**TEXTE EXTRAIT**
⁂
La colère. Bien que cet aspect ne soit pas joli et que je n’en suis pas fière, il est important à admettre. La tourmente émotionnelle engendrée par cette réalisation que je pouvais être abandonnée aussi facilement par ma famille biologique et mon foyer d’accueil m’a totalement dévastée. Si les gens que j’aime pouvaient me faire subir ça, qu’est-ce qui pourrait bien empêcher ces « étrangers » de faire la même chose? Mes parents adoptifs blaguent souvent maintenant sur le fait que je les testais pour voir s’ils allaient rester. Je suppose que d’une certaine façon je le faisais, mais ces moments de pure rage noire me semblaient être davantage un appel à l’aide. Pour que quelqu’un ramène à la vie ma mère et ma grand-mère, pour que je puisse voir mon père biologique heureux et non vivant dans la rue ou même pour une étreinte, et cela, même dans les moments les plus menaçants. Bien que mon intention ne fût pas d’être violente, ce n’est pas toujours ce qui se passait. Quand je jouais à la chamaille ou que je pensais que ce n’était qu’un jeu, je finissais toujours par aller trop loin. Lorsque j’étais en colère, je hurlais tellement que les voisins m’entendaient et mon visage devenait tout rouge et marbré. Quand on se sent aussi mal, la seule libération consiste à faire en sorte que les autres se sentent tout aussi mal. À tout le moins, c’est ainsi que je pensais à l’époque. Je crois que cela a changé quand j’ai commencé à voir l’autre côté de la médaille, que je me suis trouvée être la cible de la colère et que j’ai su que ce n’était pas la personne que je voulais être. Chaque fois que je me sentais furieuse, je prenais un pas de recul, j’attendais une minute, je réfléchissais au message que je voulais faire passer et à la raison enfouie sous ma rage.
⁂
**VOTRE TÂCHE**
Pouvez-vous prolonger le récit sur la colère à partir de sa dernière phrase ?

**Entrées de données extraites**
⁂
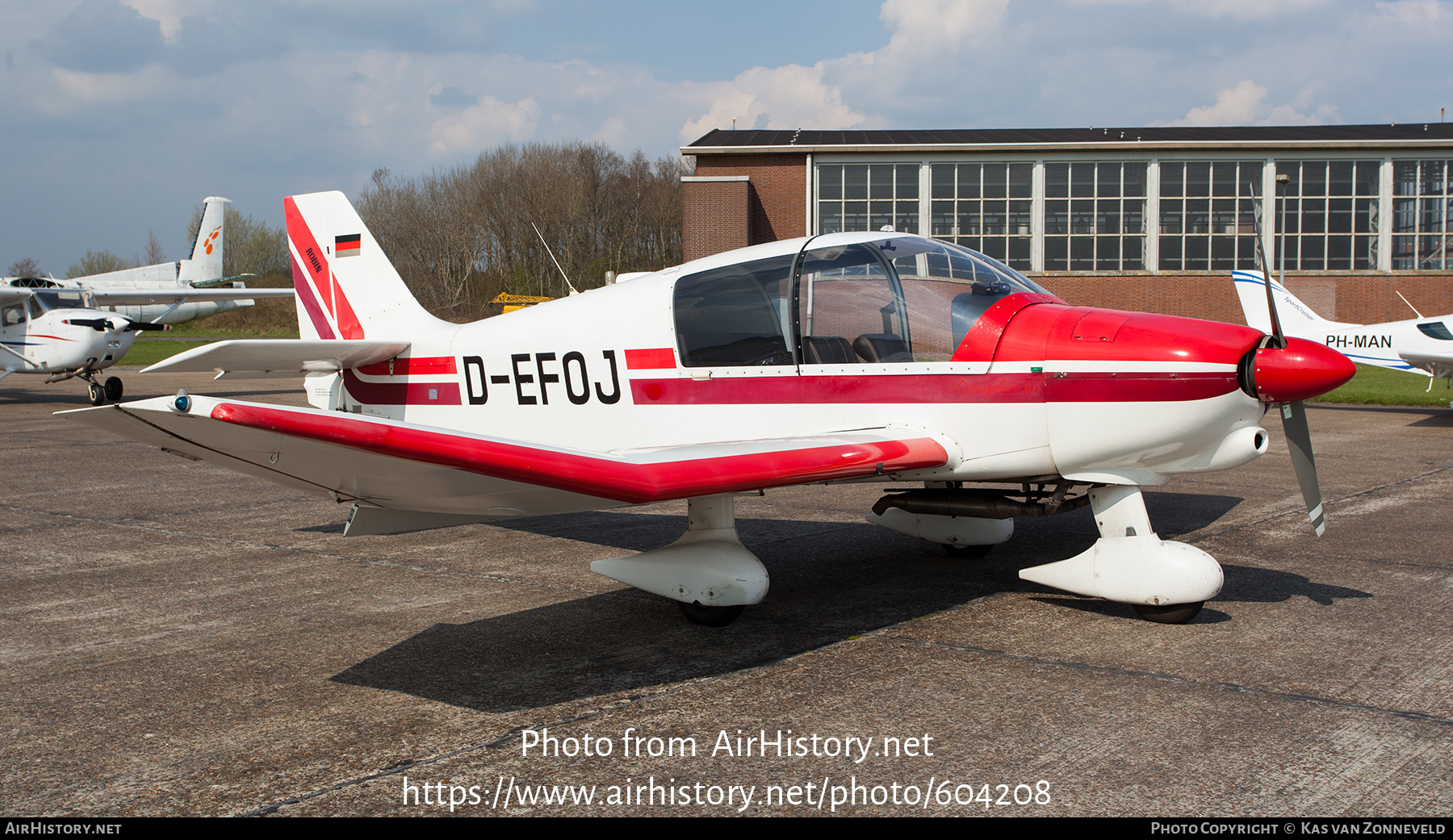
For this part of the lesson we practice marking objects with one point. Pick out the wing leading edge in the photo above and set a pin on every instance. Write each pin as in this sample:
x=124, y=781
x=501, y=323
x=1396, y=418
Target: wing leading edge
x=410, y=467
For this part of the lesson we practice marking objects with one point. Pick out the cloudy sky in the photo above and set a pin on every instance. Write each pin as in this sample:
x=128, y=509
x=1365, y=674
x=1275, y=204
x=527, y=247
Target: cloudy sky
x=121, y=115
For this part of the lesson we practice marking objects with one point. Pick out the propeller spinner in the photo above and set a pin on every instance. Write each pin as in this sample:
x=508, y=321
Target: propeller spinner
x=1286, y=372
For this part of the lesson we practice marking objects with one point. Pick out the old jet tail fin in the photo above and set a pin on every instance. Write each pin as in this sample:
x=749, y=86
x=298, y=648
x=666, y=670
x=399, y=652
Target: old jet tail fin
x=346, y=286
x=207, y=252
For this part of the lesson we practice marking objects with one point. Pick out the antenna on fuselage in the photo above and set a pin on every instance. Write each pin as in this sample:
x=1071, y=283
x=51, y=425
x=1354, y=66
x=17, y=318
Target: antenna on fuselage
x=573, y=290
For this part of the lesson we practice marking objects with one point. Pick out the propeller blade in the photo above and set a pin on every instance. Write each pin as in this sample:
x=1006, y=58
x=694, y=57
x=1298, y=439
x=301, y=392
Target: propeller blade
x=1300, y=441
x=1278, y=339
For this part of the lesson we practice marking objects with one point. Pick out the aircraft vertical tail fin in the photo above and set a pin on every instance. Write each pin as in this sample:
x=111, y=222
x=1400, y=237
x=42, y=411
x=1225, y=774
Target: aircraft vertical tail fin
x=207, y=252
x=345, y=285
x=1296, y=317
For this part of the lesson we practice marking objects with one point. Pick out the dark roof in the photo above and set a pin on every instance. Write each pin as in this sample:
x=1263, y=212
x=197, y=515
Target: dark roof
x=961, y=137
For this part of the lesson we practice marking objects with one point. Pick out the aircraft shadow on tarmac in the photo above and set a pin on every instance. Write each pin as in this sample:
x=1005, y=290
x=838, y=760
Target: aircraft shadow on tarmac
x=830, y=580
x=65, y=395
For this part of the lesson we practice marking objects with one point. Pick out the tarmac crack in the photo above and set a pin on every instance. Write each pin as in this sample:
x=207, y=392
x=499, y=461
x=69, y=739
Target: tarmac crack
x=1228, y=686
x=493, y=743
x=1327, y=504
x=294, y=550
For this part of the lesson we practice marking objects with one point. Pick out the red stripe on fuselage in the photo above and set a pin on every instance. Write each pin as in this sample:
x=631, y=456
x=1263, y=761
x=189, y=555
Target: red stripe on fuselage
x=935, y=388
x=984, y=336
x=316, y=268
x=651, y=359
x=400, y=393
x=314, y=262
x=310, y=303
x=412, y=365
x=599, y=477
x=1049, y=332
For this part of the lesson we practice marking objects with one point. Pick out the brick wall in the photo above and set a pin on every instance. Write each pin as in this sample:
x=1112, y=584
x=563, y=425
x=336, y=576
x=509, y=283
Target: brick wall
x=773, y=207
x=777, y=195
x=1351, y=299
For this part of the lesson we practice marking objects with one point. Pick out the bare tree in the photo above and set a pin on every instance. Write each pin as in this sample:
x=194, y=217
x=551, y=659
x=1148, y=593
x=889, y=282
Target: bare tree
x=99, y=263
x=461, y=236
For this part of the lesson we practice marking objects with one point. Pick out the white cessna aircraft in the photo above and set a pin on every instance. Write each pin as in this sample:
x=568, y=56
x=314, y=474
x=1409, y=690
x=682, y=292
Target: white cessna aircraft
x=1418, y=345
x=63, y=333
x=860, y=357
x=169, y=292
⁂
**RÉPONSE ATTENDUE**
Une perception existe comme quoi l’adoption, c’est facile : que les parents et les enfants vont vivre instantanément en harmonie les uns avec les autres; que la famille se verra glorifiée et automatiquement imprégnée d’amour. C’est peut-être vrai dans certains cas, mais l’adoption c’est aussi plusieurs sombres moments, pour les enfants comme pour les parents. Lorsqu’on entre dans ce nouvel univers, dans ce nouveau foyer, on ne lutte jamais seul avec ses démons. Cela prend beaucoup de courage et de ténacité pour avancer ensemble et pour ne pas avoir l’impression de porter le fardeau sur nos seules épaules.